--- Texte à lire ---

L’architecte japonais (né en 1941) n’est inconnu ni des Parisiens ni des Vénitiens. Pour le collectionneur François Pinault, à Paris, il réagence la Bourse du Commerce pour en faire un espace muséal qui s’ouvrira au public en 2019, et dans la Sérénissime, toujours pour le même collectionneur, il a restauré le Palazzo Grassi et son Teatrino, et la Douane de Mer. C’est d’ailleurs une fort belle maquette de la Bourse parisienne qui ouvre le parcours de l’exposition, scénographiée avec un centre ceinturé (dédié au projet de l’île de Naoshima) qui n’est pas sans rappeler les cœurs de béton (rond ou carré) que Tadao Ando construit à l’intérieur de la Bourse, ou a installé au sein de la Douane de Mer.

Car Tadao Ando, comme Le Corbusier qu’il n’a pu rencontrer, utilise le béton, lissé, gris, pour l’intérieur ou l’extérieur de ses projets, sans pourtant oublier sa relation nécessaire et fusionnelle à la lumière, à travers le verre ou par ses ouvertures, immortalisée par la superbe série de ses photos de détails architecturaux. L’un de ses premiers travaux, la maison Azuma, dans les années 70 n’est qu’une petite boîte de béton percée d’une porte étroite où le patio fournit la lumière naturelle.
Les espaces muséaux et les lieux de spiritualité tiennent une part importante dans l’œuvre de Ando. La géométrie des lieux appelle à un dialogue entre la culture occidentale et la spiritualité dépouillée orientale, et relève, d’après le commissaire, d’une naturalisation de l’architecture et d’une spiritualisation de la nature. Sur l’île de Naoshima, projet de longue durée, Ando a voulu faire “une île de la nature imprégnée d’art”. Il y a construit plusieurs musées enfouis dans les collines, dont l’un accueille Monet, James Turrell et Walter de Maria, et un musée dédié à son ami coréen Lee Ufan. Dans son dernier projet, le Ando museum, il insère des volumes de béton dans des maisons de bois centenaires, contrastant matériau naturel et matériau industriel, passé et présent, ombre et lumière. L’île est devenue un lieu de grande attraction touristique.

---

▶ [Exercice]
Répondez brièvement à ces questions sur le texte consacré à Tadao Ando :
(a) En quelle année l'architecte est-il né ?
(b) Quelle maquette ouvre le parcours de l'exposition ?
(c) Dans le Ando museum, où Ando insère-t-il des volumes de béton ?
Appuyez-vous uniquement sur le texte.

--- Données enregistrées ---

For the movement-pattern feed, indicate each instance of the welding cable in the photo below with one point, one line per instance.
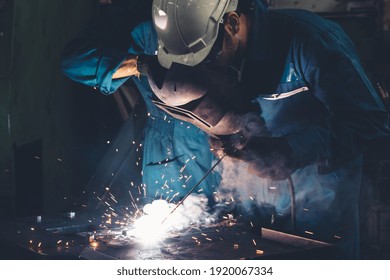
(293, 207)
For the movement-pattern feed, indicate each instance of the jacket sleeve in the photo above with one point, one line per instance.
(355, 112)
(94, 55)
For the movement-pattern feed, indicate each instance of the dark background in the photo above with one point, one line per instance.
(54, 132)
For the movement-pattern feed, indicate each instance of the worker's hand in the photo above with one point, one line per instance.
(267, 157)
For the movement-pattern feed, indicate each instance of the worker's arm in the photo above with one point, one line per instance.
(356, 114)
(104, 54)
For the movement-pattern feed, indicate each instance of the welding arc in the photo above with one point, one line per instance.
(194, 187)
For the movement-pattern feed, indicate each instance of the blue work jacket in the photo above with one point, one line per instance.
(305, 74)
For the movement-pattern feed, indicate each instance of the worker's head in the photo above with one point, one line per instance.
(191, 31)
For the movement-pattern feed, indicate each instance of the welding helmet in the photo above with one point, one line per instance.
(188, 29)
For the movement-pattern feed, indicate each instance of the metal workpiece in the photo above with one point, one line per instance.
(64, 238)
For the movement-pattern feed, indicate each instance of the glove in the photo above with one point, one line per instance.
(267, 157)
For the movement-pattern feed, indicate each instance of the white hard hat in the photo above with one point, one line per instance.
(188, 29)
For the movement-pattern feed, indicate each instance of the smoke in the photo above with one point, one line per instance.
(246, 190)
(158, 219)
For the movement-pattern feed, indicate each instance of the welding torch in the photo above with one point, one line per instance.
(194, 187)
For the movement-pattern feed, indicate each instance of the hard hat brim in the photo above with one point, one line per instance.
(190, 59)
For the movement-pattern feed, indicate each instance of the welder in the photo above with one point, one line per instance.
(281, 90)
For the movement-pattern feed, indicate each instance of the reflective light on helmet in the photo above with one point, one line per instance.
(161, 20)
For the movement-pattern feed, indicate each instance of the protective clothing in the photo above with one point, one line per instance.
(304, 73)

---

▶ [Réponse]
(a) En 1941.
(b) Une maquette de la Bourse du Commerce, à Paris.
(c) Dans des maisons de bois centenaires.